• _Excerpted passage_
== Segment start ==
Lookout for that Mosquito
Mosquitoes are awful. They fly around searching for animals or people, and take a bite while sucking their blood. ICK They may be great food for birds and bats, but we don't want them hanging around in the backyard with their diseases and viruses. It turns out mosquitoes are attracted to certain odors in the human skin. So alternately certain strong or unpleasant to the insect smells can both hide the scent of people and prevent the mosquito from getting close enough bite you. There are several plants with strong scents that we find pleasant, which can be use to help mask your own smell and keep nearby mosquitoes population under control.
Lemongrass -- Lemongrass is a tropical herb packed with strong citrus flavor. The lemon taste is prized in Asian cooking , as well as in teas, sauces, and soups. In the garden, lemongrass forms a tall, grassy clump 3 to 5 inches. In the garden, lemongrass forms a tall, grassy clump 3 to 5 feet tall. Its appearance rivals that of many ornamental grasses and can easily fulfill a similar role in landscaping. Lemongrass is used as a natural insect repellant and helps in preventing the occurrence of insect-borne diseases such as malaria and Lyme disease.
Basil ---If a kitchen has only a few herbs in its possession, basil will likely be one of them. It's fragrant essence combines well with rosemary and thyme in meat dishes, fish, vegetables, cheese , soup and egg, and is one of the main ingredients in pesto, along with pine nuts and parmesan cheese. The essential oil from this delicious staple is toxic to mosquito larvae. Grow this amazing plant around any natural water sources, such as a pond, to help control the rate of eggs being laid.
Other herbs that are helpful in the control of mosquitoes include lavender, catnip, lemon balm, peppermint, and rosemary.
== Segment end ==
(Stored data entries)
== Segment start ==
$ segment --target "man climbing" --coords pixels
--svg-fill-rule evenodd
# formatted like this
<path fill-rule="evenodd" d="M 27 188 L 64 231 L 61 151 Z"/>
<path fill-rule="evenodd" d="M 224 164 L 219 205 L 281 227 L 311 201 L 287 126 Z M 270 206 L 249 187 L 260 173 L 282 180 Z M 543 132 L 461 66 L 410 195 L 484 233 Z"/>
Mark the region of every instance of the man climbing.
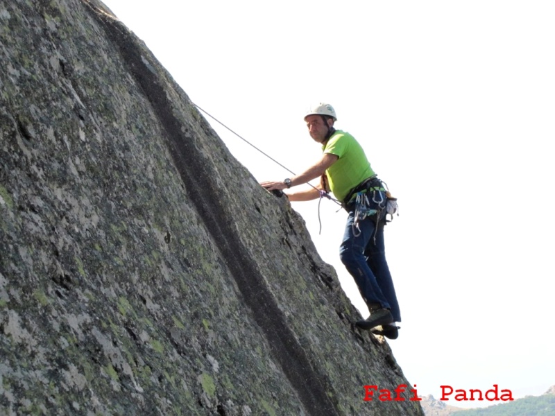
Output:
<path fill-rule="evenodd" d="M 336 121 L 330 104 L 321 103 L 311 108 L 305 121 L 311 137 L 322 145 L 321 159 L 300 175 L 260 184 L 268 191 L 282 190 L 321 177 L 318 187 L 286 195 L 291 201 L 308 201 L 331 191 L 342 202 L 349 216 L 340 258 L 370 311 L 370 316 L 357 326 L 395 339 L 398 336 L 395 322 L 400 322 L 401 315 L 385 257 L 386 190 L 358 141 L 349 133 L 335 130 Z"/>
== Segment end ==
• _Task 1_
Decide whether each statement agrees with the mosquito text: (a) Mosquitoes are drawn to certain odors in human skin. (b) Lemongrass is described as a cool-climate herb. (c) Basil's essential oil is toxic to mosquito larvae. Answer yes or no for each and quote the words of the text that decide it.
• _Task 2_
List every plant that the mosquito text names as helpful in controlling mosquitoes.

• _Task output 1_
(a) Yes: "It turns out mosquitoes are attracted to certain odors in the human skin."
(b) No: "Lemongrass is a tropical herb packed with strong citrus flavor."
(c) Yes: "The essential oil from this delicious staple is toxic to mosquito larvae."

• _Task output 2_
Lemongrass, basil, lavender, catnip, lemon balm, peppermint, rosemary